[START The data]
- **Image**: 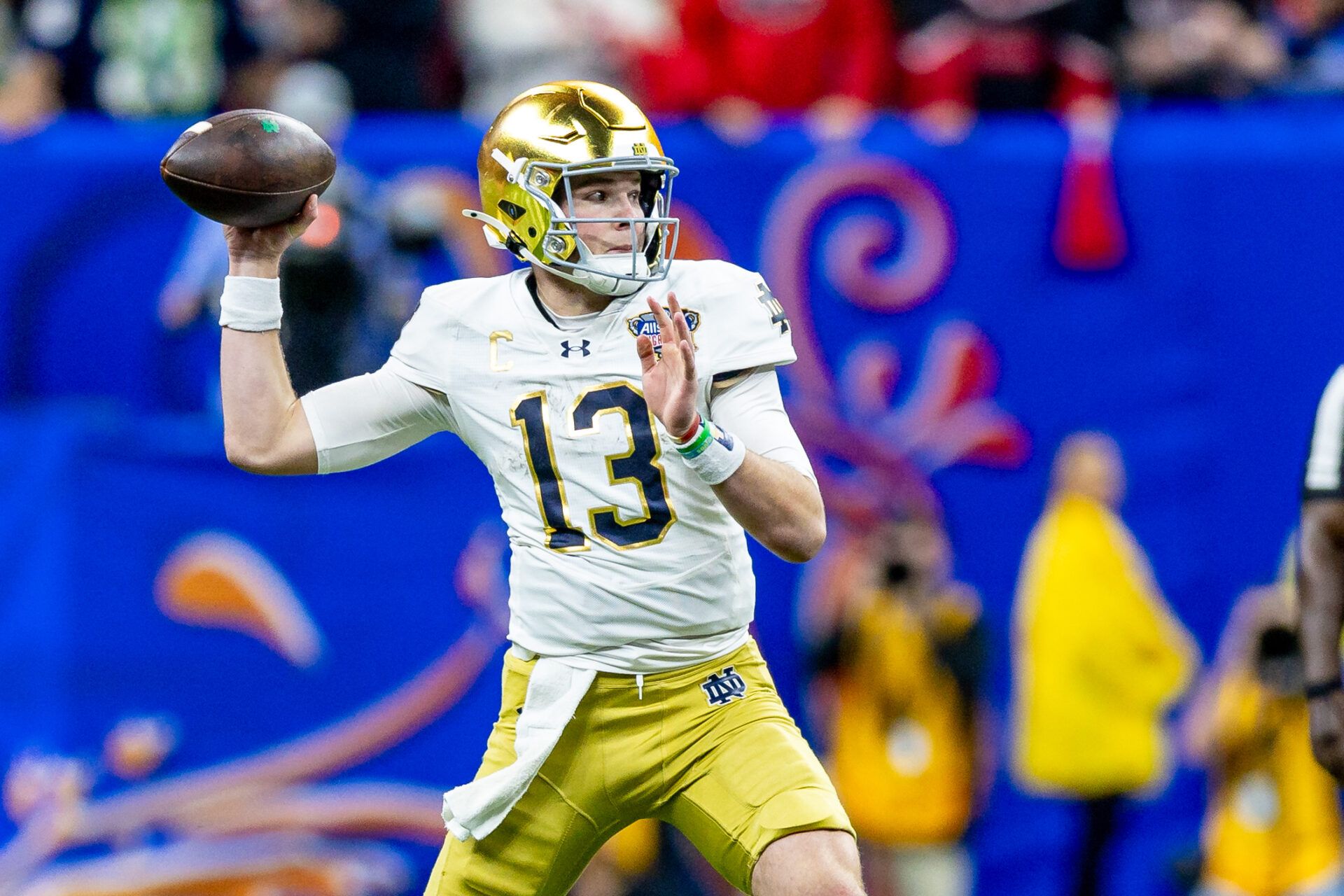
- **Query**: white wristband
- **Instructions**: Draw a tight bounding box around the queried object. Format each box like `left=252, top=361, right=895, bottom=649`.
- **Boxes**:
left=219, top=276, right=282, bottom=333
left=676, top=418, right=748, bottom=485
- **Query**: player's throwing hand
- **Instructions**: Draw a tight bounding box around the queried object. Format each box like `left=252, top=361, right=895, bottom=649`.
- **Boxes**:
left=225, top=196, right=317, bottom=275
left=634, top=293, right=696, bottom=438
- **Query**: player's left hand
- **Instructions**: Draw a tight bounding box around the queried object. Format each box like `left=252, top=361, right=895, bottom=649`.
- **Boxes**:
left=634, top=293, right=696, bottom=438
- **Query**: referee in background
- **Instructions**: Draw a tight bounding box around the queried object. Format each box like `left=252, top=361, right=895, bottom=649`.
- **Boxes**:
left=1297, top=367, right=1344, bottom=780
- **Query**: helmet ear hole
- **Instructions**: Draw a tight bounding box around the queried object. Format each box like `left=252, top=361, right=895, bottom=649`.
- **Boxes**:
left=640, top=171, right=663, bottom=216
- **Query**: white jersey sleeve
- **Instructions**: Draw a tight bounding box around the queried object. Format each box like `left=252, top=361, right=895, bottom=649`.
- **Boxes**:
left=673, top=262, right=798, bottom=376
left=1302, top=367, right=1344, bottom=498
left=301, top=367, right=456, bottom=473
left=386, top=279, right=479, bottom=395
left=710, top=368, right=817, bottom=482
[END The data]
[START The data]
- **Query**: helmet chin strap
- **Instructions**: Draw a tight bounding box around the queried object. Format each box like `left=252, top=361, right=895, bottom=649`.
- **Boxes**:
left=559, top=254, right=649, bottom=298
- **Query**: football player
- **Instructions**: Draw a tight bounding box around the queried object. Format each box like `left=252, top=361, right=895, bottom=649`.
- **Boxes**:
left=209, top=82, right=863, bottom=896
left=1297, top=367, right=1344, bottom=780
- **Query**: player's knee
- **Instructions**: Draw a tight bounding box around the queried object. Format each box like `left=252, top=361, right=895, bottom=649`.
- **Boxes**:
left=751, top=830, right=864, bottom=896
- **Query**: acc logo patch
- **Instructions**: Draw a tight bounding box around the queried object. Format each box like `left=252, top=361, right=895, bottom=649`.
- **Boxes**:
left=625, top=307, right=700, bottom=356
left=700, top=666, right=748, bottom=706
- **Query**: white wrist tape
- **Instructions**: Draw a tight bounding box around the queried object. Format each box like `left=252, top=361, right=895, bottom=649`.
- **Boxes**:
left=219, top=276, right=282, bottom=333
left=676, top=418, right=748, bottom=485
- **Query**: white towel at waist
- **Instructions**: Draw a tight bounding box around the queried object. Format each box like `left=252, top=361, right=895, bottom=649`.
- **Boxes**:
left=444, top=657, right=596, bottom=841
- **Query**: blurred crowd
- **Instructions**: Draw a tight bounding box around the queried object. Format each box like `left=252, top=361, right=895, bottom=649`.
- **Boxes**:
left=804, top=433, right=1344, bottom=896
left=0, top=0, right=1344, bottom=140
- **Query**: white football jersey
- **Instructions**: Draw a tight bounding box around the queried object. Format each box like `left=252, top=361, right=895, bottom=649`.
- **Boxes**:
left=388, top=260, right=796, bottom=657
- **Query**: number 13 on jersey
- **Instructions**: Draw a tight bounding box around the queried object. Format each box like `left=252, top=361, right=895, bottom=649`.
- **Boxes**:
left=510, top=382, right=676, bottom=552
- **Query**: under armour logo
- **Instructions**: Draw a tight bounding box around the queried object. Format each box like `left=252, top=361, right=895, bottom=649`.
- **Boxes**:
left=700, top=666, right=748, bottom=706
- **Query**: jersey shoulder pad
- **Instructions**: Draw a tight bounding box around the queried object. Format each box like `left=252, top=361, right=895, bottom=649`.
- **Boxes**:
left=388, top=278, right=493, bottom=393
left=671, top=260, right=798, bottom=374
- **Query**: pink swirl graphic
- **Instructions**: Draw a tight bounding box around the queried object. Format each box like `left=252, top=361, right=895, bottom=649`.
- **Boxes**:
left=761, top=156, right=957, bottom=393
[END The data]
[START The data]
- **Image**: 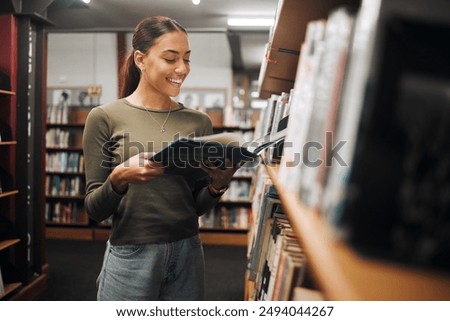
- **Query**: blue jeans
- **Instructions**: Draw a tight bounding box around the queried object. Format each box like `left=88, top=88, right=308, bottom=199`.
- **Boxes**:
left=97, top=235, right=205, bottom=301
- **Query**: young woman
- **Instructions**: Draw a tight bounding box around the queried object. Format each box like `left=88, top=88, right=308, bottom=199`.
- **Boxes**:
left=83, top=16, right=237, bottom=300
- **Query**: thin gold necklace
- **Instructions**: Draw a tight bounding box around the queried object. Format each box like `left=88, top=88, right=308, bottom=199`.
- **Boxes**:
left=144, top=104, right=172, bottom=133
[END The data]
• **Aim of the task**
Recast the rows as a JSON list of strings, one string per line with blank lines omitted, beginning at the line that contains "- **Query**: young woman" and ending after the line that contains "left=144, top=104, right=172, bottom=133". Include nothing else.

• **Correct output**
[
  "- **Query**: young woman",
  "- **Instructions**: Draw a tight bounding box around the queried object. Format each box like `left=88, top=88, right=308, bottom=199`.",
  "- **Boxes**:",
  "left=83, top=16, right=237, bottom=300",
  "- **Query**: thin gold necklace",
  "- **Instructions**: Draw a tight bounding box around the queried object. Format each box like `left=88, top=88, right=308, bottom=199`.",
  "- **Boxes**:",
  "left=144, top=104, right=172, bottom=133"
]